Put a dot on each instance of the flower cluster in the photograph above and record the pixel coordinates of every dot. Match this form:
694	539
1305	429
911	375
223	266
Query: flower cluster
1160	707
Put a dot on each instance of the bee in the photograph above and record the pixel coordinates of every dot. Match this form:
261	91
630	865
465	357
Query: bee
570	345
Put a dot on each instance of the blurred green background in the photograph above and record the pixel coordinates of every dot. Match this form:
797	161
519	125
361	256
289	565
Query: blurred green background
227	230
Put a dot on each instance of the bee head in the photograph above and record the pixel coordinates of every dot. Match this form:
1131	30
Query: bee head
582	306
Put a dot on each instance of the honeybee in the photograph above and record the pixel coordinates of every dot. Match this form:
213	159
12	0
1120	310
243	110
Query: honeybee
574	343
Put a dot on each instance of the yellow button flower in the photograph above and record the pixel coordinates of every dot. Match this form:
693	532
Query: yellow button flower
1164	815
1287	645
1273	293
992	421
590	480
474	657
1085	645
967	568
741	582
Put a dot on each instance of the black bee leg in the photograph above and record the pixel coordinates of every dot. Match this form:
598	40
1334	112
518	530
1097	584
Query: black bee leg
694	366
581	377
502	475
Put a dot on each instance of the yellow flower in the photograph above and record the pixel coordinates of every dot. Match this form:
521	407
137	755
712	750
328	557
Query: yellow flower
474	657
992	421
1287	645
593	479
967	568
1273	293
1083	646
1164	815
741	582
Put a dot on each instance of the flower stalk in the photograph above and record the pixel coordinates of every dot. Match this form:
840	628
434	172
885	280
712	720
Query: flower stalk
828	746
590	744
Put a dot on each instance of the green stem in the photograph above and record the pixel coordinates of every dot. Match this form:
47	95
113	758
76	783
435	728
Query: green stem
=-=-=
▶ **What the exercise asks**:
Return the full material exactly.

▶ **Finished exercise**:
Put a dot on each instance of the flower cluster in the photograph above and record the pixel coordinates of every dot. Match this form:
694	539
1305	429
911	375
223	266
Query: flower cluster
1160	707
Put a dot on each instance of the bee in the photograph above and record the pixel coordinates of every dot. Match this form:
261	91
630	865
465	357
Query: bee
570	345
Put a dot on each instance of the blurred green background in the photograph above and record the pixel coordinates of every dot. Match this form:
797	161
519	125
361	256
289	565
Query: blurred green background
227	230
Put a dot on each instance of the bee head in the photograph above and record the pixel coordinates of every dot. Match this form:
1131	30
Query: bee head
582	306
Put a dot on each instance of the honeybee in the photograph above and record the pixel coordinates of every dot. Match this form:
213	159
12	0
1120	310
243	110
Query: honeybee
574	343
Put a dot on each instance of the yellow button flower in the photograph above and record the pixel coordinates of every dot. Match this form:
693	532
Query: yellow button flower
1164	815
1287	645
1273	293
992	421
590	480
474	657
1085	645
967	568
741	582
Put a dot on each instance of the black bee leg in the photograph above and record the pixel coordinates of every dot. Match this form:
598	40
1334	112
518	530
1097	584
Query: black bee leg
694	366
581	377
502	475
Put a dot on each instance of the yellow flower in the photograph above and record the pixel coordinates of every dot. Match this form:
521	407
137	755
712	750
328	557
Query: yellow flower
474	657
992	421
1287	645
593	479
967	568
1273	293
1083	646
1164	815
741	582
Put a dot on each instance of the flower stalk in the photograph above and record the pixel coordinates of every dot. Match this form:
840	628
434	172
885	280
712	720
Query: flower stalk
828	746
590	744
Put a dot on each instance of the green stem in the photograph above and record the pixel coordinates of every dot. Match this form:
47	95
113	758
76	783
435	728
Query: green stem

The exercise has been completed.